**What is expected**: Make a verbatim copy of the entries below; pictures stay out.

**Information shown**:
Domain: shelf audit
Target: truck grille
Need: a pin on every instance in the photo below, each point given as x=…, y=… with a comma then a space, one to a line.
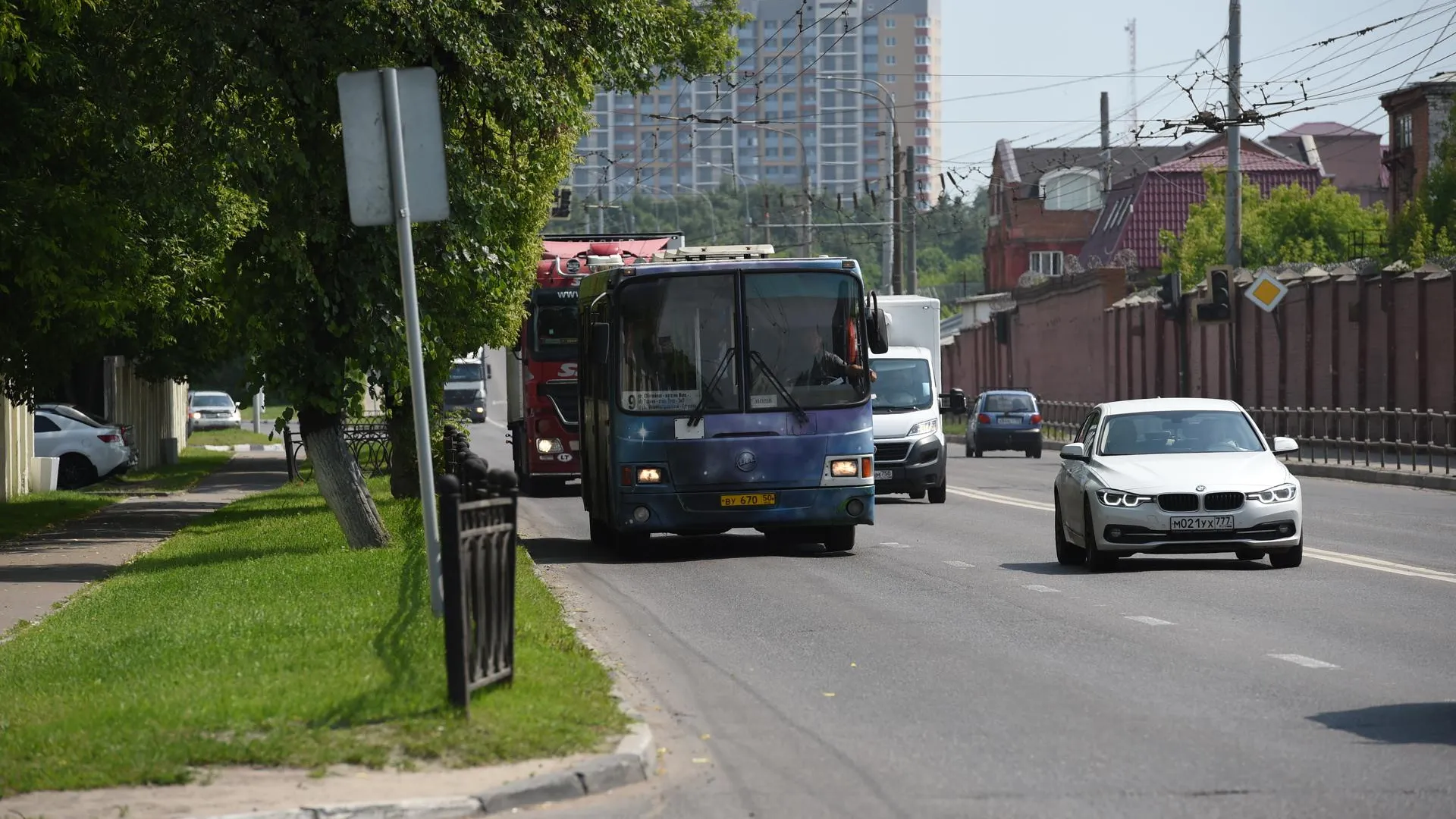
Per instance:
x=892, y=452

**Response to the task**:
Domain: shelf audit
Target: truck grille
Need: a pin on every instance in the photo below, each point given as x=…, y=… with a comma then a space, one to a line.
Per instance:
x=892, y=452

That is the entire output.